(Exercises to complete):
(1) What heater does the original poster say they bought, according to the potting mix thread?
(2) Echo the stretch of the potting mix thread from "Other miracle grow" through "make another thread.".

-------- Document text

# Potting Mix Question



## jwd911 (Apr 18, 2016)

Hi everyone!
So I finally got my 90 gallon tank and cabinet and amazon is dumping boxes on my porch like crazy. I purchased the fluval 406, the fluval fresh and plant 2.0, eheim's 300 watt heater, and now I'm working on finding rocks, substrate, and driftwood. 

I've bought 2 17.6 lb bags of fluval shrimp and plant stratum, 1 20 lb bag of eco-complete, and 1 15 lb bag of flourite black sand. A Youtube guy https://www.youtube.com/channel/UCYLva0o1Ndz8xatJuUxbzpg that I watch a lot layers these three items. He puts down the flourite then the eco and finally the fluval stratum. Once i bought all of those bags I realized that I wasn't going to have enough substrate for planting/filling the tank and I don't want to spend what I'd have to to fill this 90 gallon. So I went looking for Miracle grow organic choice potting mix and couldn't find it anywhere. I've searched the forums here high and low and have found people that say it's great. The alternative is natures care organic potting mix by Miracle Grow. When I called my local nursery they said that the natures care is the newer version of the other organic mix. I've read on these forums that people have used it but they never updated their post about it. Have any of you had luck with it? I bought two huge bags but don't want to open it yet until you guys give your opinion. Also, since I have 4 different substrates (lol) what order would you drop them in?

THANK YOU! Sorry for the book.

Natures Care
https://www.google.com/shopping/product/5785337704740064847?lsf=seller:8740,store:12172415688842745054&prds=oid:8572377237869873148&q=natures+care+potting+mix&hl=en&ei=2n8eV7bLI8bfjwTgtIfwDg&lsft=cm_mmc:Shopping-_-LIAs-_-D28O-_-204698486


Other miracle grow mix that I can't find: Shop Miracle-Gro 8-Quart Organic Potting Soil at Lowes.com

Also, while you're already looking, i found these rocks at this nursery I was at. I should have put something near them to give you an idea about size but they are huge! Are these suitable for aquariums. Posting this here so I don't have to make another thread.

----------------
-------- Excerpted records

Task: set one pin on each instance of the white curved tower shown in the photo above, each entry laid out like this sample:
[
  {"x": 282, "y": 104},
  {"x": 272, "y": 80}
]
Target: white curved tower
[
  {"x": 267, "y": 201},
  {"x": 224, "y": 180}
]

----------------

(Answer list):
(1) Eheim's 300 watt heater.

(2)
Other miracle grow mix that I can't find: Shop Miracle-Gro 8-Quart Organic Potting Soil at Lowes.com

Also, while you're already looking, i found these rocks at this nursery I was at. I should have put something near them to give you an idea about size but they are huge! Are these suitable for aquariums. Posting this here so I don't have to make another thread.